_Work request:_ Every line below must be reproduced exactly; no pictures are to be included.

Records shown section start

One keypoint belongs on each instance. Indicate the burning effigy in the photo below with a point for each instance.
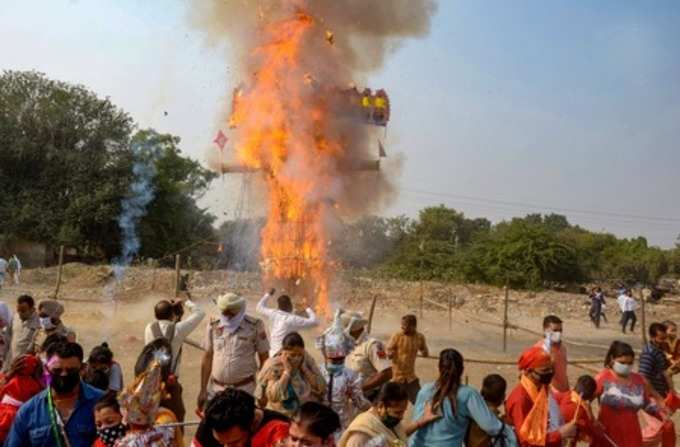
(299, 122)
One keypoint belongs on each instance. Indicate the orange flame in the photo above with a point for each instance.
(282, 128)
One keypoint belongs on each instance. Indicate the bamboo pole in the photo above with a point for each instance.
(370, 314)
(643, 317)
(505, 318)
(178, 264)
(59, 272)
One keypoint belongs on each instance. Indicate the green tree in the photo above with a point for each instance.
(65, 163)
(173, 220)
(523, 253)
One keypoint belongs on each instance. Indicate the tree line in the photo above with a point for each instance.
(66, 165)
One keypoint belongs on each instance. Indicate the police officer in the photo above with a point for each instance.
(231, 344)
(369, 358)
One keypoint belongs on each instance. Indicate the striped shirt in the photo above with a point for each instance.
(653, 365)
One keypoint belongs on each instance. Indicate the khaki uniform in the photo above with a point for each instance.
(26, 337)
(368, 358)
(233, 362)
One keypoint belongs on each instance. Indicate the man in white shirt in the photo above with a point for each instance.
(169, 326)
(283, 321)
(627, 304)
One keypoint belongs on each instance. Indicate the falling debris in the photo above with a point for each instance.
(220, 140)
(311, 147)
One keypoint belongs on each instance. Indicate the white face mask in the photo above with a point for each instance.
(554, 337)
(622, 369)
(46, 323)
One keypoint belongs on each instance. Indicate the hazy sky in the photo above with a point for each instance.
(506, 108)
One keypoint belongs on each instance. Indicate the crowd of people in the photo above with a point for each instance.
(260, 386)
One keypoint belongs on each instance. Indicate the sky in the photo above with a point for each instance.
(504, 109)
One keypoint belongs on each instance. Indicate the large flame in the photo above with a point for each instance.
(282, 126)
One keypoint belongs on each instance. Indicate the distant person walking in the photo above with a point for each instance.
(30, 325)
(628, 305)
(3, 271)
(14, 270)
(283, 321)
(597, 304)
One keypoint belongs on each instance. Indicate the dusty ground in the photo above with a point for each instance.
(99, 312)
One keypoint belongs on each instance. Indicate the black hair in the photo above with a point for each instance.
(494, 387)
(292, 340)
(586, 387)
(320, 420)
(618, 349)
(147, 356)
(163, 310)
(656, 328)
(101, 354)
(69, 349)
(392, 392)
(410, 319)
(551, 319)
(448, 382)
(230, 408)
(51, 342)
(284, 302)
(97, 378)
(108, 400)
(26, 299)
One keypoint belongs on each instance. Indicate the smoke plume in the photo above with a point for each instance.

Records shown section end

_Answer space:_
One keypoint belongs on each instance. Indicate the burning effigy in the photo below with a point for each instance.
(299, 122)
One keypoint belongs on each instance. Indicate the orange flame in the photo above with a point for each instance.
(282, 128)
One keypoint belongs on each instance. Indicate the bamboo pole in the photo above with a point for each instance.
(370, 314)
(643, 317)
(505, 318)
(178, 264)
(59, 272)
One keypoint belongs on each instance. Indicate the green tree in the photo above with a point for each instance.
(65, 163)
(173, 220)
(523, 253)
One keypoint belongs on each instance. Indicate the tree line in the photo above with a point for each instance.
(66, 165)
One keypoint belongs on each instance. Indicate the police officer in the photo above with a point for each instance.
(231, 344)
(369, 358)
One keypoint belongs on each instance. Indicate the striped shirt in the photo above with a point for each instance.
(653, 365)
One keypoint belongs on each instance. Indicate the khaki uniform in the photo above with a point for each instance.
(26, 337)
(368, 358)
(233, 362)
One keypoint belongs on each instance. Indicate the man in white shirt in the photo above with a point for each instance.
(169, 326)
(283, 321)
(627, 304)
One keypoint belongs on each instance. Indicate the falling debris in the photo above with a point for each instance.
(220, 140)
(311, 147)
One keypoint belongs on each instance. Indicate the white face mask in the photo above with a point for each instance.
(554, 337)
(622, 369)
(46, 323)
One keypoint belongs on each instance. Indicate the hazy sky in the photo above with a point for each instance.
(506, 108)
One keypoint belongs on each instance. Indicate the crowd of people in the photo above with a point for each instance.
(260, 386)
One keypoint belongs on each instance. Indicate the sky in the photo above with a point for each instance.
(504, 109)
One keypoint belongs on each instance. Indicate the large flame in the photo above with a point for each instance.
(282, 126)
One keypoint belongs on each instance. Indicate the distant person walking in the photo above with a point for each instance.
(30, 325)
(628, 305)
(3, 271)
(14, 270)
(283, 321)
(597, 304)
One keypoint belongs on each instance. Indicate the dusty ground in the photo above with a point for each instance.
(99, 312)
One keypoint belongs on each instance. Indicate the black hair in the photo above with a point for each instance.
(494, 387)
(292, 340)
(586, 387)
(320, 420)
(618, 349)
(147, 356)
(163, 310)
(656, 328)
(101, 354)
(69, 349)
(392, 392)
(410, 319)
(551, 319)
(448, 382)
(230, 408)
(51, 342)
(284, 302)
(97, 378)
(108, 400)
(26, 299)
One keypoint belongs on each instance. Indicate the smoke plume in the photo above with a point for each instance.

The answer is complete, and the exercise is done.